EXERCISE DESCRIPTION: Which lines of the items below contain the word "salad"? Report each of them in full, and treat uppercase and lowercase as different.

── TASK INPUTS ──

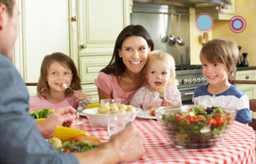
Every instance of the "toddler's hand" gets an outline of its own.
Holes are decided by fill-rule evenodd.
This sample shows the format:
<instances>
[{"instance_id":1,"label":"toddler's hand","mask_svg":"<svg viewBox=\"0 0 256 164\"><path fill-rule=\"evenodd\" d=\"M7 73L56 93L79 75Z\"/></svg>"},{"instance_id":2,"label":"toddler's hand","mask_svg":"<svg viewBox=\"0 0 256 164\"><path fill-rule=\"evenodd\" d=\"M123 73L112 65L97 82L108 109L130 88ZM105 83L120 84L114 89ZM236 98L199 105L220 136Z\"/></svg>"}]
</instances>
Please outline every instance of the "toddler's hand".
<instances>
[{"instance_id":1,"label":"toddler's hand","mask_svg":"<svg viewBox=\"0 0 256 164\"><path fill-rule=\"evenodd\" d=\"M177 106L176 104L172 103L169 100L165 99L164 100L162 100L161 102L161 106L162 107L167 107L167 106Z\"/></svg>"},{"instance_id":2,"label":"toddler's hand","mask_svg":"<svg viewBox=\"0 0 256 164\"><path fill-rule=\"evenodd\" d=\"M85 97L85 95L77 91L74 91L74 92L79 95L79 97L76 96L76 102L77 102L78 104L80 104L82 100L83 100L83 99Z\"/></svg>"}]
</instances>

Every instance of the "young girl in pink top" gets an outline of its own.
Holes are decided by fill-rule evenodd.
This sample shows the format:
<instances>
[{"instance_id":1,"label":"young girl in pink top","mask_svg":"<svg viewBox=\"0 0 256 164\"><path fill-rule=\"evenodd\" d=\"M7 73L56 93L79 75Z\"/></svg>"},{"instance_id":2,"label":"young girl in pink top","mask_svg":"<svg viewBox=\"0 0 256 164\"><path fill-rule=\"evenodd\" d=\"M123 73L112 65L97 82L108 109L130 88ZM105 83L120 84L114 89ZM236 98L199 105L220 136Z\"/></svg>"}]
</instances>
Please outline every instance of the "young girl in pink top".
<instances>
[{"instance_id":1,"label":"young girl in pink top","mask_svg":"<svg viewBox=\"0 0 256 164\"><path fill-rule=\"evenodd\" d=\"M68 88L62 87L63 83L74 93ZM29 100L29 111L70 106L77 109L85 97L81 90L80 78L72 59L60 52L47 55L41 68L37 95Z\"/></svg>"},{"instance_id":2,"label":"young girl in pink top","mask_svg":"<svg viewBox=\"0 0 256 164\"><path fill-rule=\"evenodd\" d=\"M181 95L175 81L175 61L170 54L159 51L150 52L144 71L149 85L135 93L130 105L147 110L154 107L181 105ZM164 100L158 93L160 87L165 88Z\"/></svg>"}]
</instances>

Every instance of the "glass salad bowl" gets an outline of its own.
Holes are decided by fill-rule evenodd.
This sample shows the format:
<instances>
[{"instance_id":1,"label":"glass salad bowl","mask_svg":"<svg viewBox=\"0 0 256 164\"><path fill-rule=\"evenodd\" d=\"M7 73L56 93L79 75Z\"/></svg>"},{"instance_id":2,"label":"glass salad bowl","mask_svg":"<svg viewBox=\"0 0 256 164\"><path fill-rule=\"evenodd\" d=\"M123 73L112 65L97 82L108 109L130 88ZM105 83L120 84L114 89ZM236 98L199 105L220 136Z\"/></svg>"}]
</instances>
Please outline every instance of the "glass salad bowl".
<instances>
[{"instance_id":1,"label":"glass salad bowl","mask_svg":"<svg viewBox=\"0 0 256 164\"><path fill-rule=\"evenodd\" d=\"M217 146L229 131L237 113L234 107L200 105L163 107L155 111L162 130L182 149Z\"/></svg>"}]
</instances>

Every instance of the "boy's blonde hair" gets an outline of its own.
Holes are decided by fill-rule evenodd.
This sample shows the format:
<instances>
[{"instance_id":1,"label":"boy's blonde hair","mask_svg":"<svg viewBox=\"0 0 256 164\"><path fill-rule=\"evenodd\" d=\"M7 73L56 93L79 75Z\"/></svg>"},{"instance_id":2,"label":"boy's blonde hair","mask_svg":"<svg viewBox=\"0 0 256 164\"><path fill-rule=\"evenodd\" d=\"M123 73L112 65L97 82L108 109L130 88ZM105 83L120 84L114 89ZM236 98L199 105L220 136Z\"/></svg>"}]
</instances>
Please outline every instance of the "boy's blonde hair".
<instances>
[{"instance_id":1,"label":"boy's blonde hair","mask_svg":"<svg viewBox=\"0 0 256 164\"><path fill-rule=\"evenodd\" d=\"M46 79L49 73L50 65L55 62L57 62L63 67L71 70L73 76L71 85L70 87L73 90L81 90L80 78L73 60L64 53L56 52L51 54L46 55L43 60L43 63L41 67L40 77L39 77L37 87L38 97L47 99L47 97L50 96L50 86L46 82ZM67 93L68 96L70 97L72 95L72 92L67 92L67 90L66 90L65 93Z\"/></svg>"},{"instance_id":2,"label":"boy's blonde hair","mask_svg":"<svg viewBox=\"0 0 256 164\"><path fill-rule=\"evenodd\" d=\"M170 75L167 85L177 88L175 83L175 62L173 56L170 54L160 51L153 51L149 53L147 61L145 66L144 72L146 73L149 66L152 62L157 62L161 64L165 64L166 67L170 69Z\"/></svg>"},{"instance_id":3,"label":"boy's blonde hair","mask_svg":"<svg viewBox=\"0 0 256 164\"><path fill-rule=\"evenodd\" d=\"M236 44L224 39L213 39L206 43L200 52L200 60L204 57L211 63L220 63L227 65L228 79L235 77L235 66L239 52Z\"/></svg>"}]
</instances>

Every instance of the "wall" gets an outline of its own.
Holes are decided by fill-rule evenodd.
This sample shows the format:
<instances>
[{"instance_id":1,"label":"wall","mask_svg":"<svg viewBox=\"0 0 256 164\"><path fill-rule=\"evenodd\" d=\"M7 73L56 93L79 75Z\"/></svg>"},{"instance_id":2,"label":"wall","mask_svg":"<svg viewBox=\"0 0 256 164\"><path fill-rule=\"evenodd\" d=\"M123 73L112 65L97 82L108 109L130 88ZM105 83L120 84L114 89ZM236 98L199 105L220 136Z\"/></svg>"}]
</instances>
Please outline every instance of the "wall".
<instances>
[{"instance_id":1,"label":"wall","mask_svg":"<svg viewBox=\"0 0 256 164\"><path fill-rule=\"evenodd\" d=\"M235 33L229 29L229 21L215 20L212 30L213 38L225 38L235 41L238 46L242 46L242 61L244 58L242 53L247 52L249 66L255 66L256 0L235 0L235 16L241 16L245 19L245 29L242 33Z\"/></svg>"},{"instance_id":2,"label":"wall","mask_svg":"<svg viewBox=\"0 0 256 164\"><path fill-rule=\"evenodd\" d=\"M255 0L256 1L256 0ZM199 53L203 47L203 43L205 43L203 39L203 33L198 31L195 27L194 21L196 17L195 8L190 7L190 64L201 64L199 59ZM213 28L214 29L215 26ZM212 31L208 33L208 39L212 39Z\"/></svg>"}]
</instances>

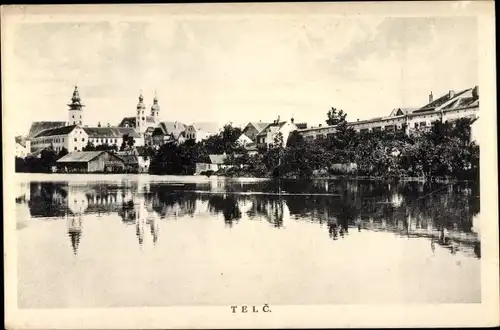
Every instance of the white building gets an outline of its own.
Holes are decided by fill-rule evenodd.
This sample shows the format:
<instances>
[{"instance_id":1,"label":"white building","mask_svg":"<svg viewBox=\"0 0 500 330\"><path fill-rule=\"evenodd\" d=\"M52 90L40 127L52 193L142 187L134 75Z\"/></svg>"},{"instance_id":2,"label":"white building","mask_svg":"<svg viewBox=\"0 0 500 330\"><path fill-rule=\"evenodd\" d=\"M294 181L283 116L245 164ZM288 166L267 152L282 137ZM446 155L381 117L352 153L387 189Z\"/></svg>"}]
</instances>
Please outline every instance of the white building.
<instances>
[{"instance_id":1,"label":"white building","mask_svg":"<svg viewBox=\"0 0 500 330\"><path fill-rule=\"evenodd\" d=\"M280 121L278 117L277 120L267 125L262 132L257 134L257 146L259 148L268 148L274 143L276 136L281 133L283 137L283 147L286 147L290 133L296 130L297 126L293 123L293 119L290 121Z\"/></svg>"},{"instance_id":2,"label":"white building","mask_svg":"<svg viewBox=\"0 0 500 330\"><path fill-rule=\"evenodd\" d=\"M125 135L134 139L134 146L144 146L144 137L131 127L84 127L83 129L88 134L89 142L94 146L107 144L120 148Z\"/></svg>"},{"instance_id":3,"label":"white building","mask_svg":"<svg viewBox=\"0 0 500 330\"><path fill-rule=\"evenodd\" d=\"M405 128L407 134L431 127L437 120L453 121L459 118L477 118L479 111L479 89L468 88L459 92L449 91L434 100L432 93L429 103L418 109L398 108L387 117L350 122L348 125L360 133L394 131ZM320 126L300 129L305 138L325 138L336 132L335 126Z\"/></svg>"},{"instance_id":4,"label":"white building","mask_svg":"<svg viewBox=\"0 0 500 330\"><path fill-rule=\"evenodd\" d=\"M24 158L29 153L26 146L26 139L22 136L16 136L16 157Z\"/></svg>"},{"instance_id":5,"label":"white building","mask_svg":"<svg viewBox=\"0 0 500 330\"><path fill-rule=\"evenodd\" d=\"M218 134L220 127L216 123L198 122L186 127L184 137L186 140L200 142L208 139L212 135Z\"/></svg>"},{"instance_id":6,"label":"white building","mask_svg":"<svg viewBox=\"0 0 500 330\"><path fill-rule=\"evenodd\" d=\"M31 139L31 150L35 152L52 147L59 152L65 148L69 152L82 151L87 145L88 135L85 129L79 125L64 126L41 132Z\"/></svg>"}]
</instances>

───

ANSWER FOR THIS EXERCISE:
Every instance of the "glass salad bowl" gets an outline of its own.
[{"instance_id":1,"label":"glass salad bowl","mask_svg":"<svg viewBox=\"0 0 256 164\"><path fill-rule=\"evenodd\" d=\"M7 73L56 93L79 75Z\"/></svg>"},{"instance_id":2,"label":"glass salad bowl","mask_svg":"<svg viewBox=\"0 0 256 164\"><path fill-rule=\"evenodd\" d=\"M123 73L112 65L97 82L108 109L130 88ZM105 83L120 84L114 89ZM236 98L199 105L220 136Z\"/></svg>"}]
Please outline every instance of the "glass salad bowl".
[{"instance_id":1,"label":"glass salad bowl","mask_svg":"<svg viewBox=\"0 0 256 164\"><path fill-rule=\"evenodd\" d=\"M217 146L229 131L237 113L234 107L200 105L163 107L155 111L162 130L182 149Z\"/></svg>"}]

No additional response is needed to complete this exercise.